Starting at the line below that contains "the blue ornamental panel", print each line through the end of the records exactly as it appears.

BEGIN Data to use

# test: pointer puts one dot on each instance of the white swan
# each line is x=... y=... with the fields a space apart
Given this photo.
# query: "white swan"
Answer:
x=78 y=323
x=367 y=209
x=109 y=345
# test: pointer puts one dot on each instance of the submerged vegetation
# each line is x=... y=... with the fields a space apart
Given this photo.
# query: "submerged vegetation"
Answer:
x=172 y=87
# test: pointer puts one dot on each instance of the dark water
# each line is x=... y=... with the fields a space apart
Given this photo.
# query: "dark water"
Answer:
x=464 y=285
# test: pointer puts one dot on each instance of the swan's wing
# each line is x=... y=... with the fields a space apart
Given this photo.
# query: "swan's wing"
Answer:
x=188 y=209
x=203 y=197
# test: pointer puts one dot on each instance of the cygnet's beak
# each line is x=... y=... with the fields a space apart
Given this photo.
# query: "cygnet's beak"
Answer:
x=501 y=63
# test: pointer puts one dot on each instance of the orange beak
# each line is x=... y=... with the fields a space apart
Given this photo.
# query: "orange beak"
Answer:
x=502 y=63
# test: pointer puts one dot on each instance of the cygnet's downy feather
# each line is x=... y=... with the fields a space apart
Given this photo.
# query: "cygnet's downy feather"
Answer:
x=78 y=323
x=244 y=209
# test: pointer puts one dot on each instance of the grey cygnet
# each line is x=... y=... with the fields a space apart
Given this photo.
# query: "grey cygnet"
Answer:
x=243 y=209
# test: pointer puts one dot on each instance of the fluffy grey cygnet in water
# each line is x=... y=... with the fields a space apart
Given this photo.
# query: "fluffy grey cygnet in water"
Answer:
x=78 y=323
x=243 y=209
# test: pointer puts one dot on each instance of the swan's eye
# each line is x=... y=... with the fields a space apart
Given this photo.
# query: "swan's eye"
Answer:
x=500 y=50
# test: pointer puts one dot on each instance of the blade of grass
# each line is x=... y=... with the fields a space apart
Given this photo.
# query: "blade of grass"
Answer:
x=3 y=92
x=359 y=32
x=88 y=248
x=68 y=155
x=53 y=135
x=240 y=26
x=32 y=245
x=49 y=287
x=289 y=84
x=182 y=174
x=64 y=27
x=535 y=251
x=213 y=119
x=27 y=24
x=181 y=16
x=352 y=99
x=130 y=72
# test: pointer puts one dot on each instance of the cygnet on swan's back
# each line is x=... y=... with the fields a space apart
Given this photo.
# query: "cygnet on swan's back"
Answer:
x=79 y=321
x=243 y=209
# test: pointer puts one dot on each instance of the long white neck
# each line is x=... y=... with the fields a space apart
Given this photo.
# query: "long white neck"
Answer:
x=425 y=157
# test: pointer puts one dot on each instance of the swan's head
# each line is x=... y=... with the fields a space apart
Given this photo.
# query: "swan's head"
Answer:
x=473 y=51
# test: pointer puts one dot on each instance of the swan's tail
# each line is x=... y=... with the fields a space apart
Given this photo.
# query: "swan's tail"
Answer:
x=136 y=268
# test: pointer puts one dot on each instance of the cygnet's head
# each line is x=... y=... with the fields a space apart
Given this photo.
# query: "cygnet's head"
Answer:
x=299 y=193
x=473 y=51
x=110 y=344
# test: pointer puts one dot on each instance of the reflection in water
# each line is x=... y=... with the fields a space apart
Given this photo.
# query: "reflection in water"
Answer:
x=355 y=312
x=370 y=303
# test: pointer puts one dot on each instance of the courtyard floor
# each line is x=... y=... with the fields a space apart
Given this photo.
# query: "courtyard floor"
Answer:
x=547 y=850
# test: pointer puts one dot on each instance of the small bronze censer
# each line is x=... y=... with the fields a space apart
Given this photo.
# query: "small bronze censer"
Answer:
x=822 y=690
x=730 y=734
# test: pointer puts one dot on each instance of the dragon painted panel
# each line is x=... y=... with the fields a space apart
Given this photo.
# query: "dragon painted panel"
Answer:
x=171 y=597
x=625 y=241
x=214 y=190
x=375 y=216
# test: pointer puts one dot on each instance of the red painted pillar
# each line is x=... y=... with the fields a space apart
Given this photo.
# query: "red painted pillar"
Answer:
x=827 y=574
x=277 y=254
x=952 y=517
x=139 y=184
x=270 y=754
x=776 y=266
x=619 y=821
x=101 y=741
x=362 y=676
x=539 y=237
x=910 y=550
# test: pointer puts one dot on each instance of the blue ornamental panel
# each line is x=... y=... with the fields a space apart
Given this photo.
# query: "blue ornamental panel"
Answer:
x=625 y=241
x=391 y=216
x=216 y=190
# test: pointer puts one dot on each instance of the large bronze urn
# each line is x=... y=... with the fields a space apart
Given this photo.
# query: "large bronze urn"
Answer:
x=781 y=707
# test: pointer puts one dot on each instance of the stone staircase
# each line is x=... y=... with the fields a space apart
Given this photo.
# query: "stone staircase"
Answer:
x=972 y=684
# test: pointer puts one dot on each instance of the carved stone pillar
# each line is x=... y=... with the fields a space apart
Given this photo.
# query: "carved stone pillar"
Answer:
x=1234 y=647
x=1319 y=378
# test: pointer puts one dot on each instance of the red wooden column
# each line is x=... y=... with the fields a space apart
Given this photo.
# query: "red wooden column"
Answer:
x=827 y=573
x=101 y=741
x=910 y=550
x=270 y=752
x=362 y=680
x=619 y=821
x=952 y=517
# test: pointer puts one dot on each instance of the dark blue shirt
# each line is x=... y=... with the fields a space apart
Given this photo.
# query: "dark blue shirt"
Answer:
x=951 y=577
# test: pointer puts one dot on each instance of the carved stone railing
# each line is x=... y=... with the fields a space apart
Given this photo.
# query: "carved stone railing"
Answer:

END Data to use

◆ **Correct result**:
# test: pointer puts one dot on each instance of the blue ornamental panel
# each line is x=... y=... with the fields a space apart
Given this photo.
# query: "blue ornamental panel"
Answer:
x=625 y=241
x=391 y=216
x=216 y=190
# test: pointer puts one dot on each instance of the large bronze urn
# each line is x=... y=... with the fields a space apart
Given this photo.
# query: "large bronze urn"
Answer:
x=781 y=707
# test: pointer puts one dot on each instance of the stone staircase
# each line is x=... y=... with the fields a space apart
Given this photo.
# query: "stone staircase"
Answer:
x=972 y=684
# test: pointer puts one dot on each instance of the carved stone pillar
# each line is x=... y=... with the fields a space apart
Given this photo.
# query: "carved stone pillar"
Answer:
x=1234 y=647
x=1319 y=378
# test: pointer puts one dot on each instance of the red wooden column
# each line is x=... y=... with the fields a space apart
Given this photo.
# query: "red wooden column"
Answer:
x=827 y=573
x=101 y=741
x=910 y=550
x=270 y=752
x=362 y=680
x=619 y=821
x=952 y=517
# test: pointer puts one dot on each instance of the dark blue shirt
# each line is x=... y=... with the fields a space apart
Given this photo.
# query: "dark blue shirt"
Answer:
x=951 y=577
# test: pointer puts one dot on each instance of the carved stone railing
# each line is x=... y=... with the fields a space apart
Given this photo.
# query: "carved stone railing"
Answer:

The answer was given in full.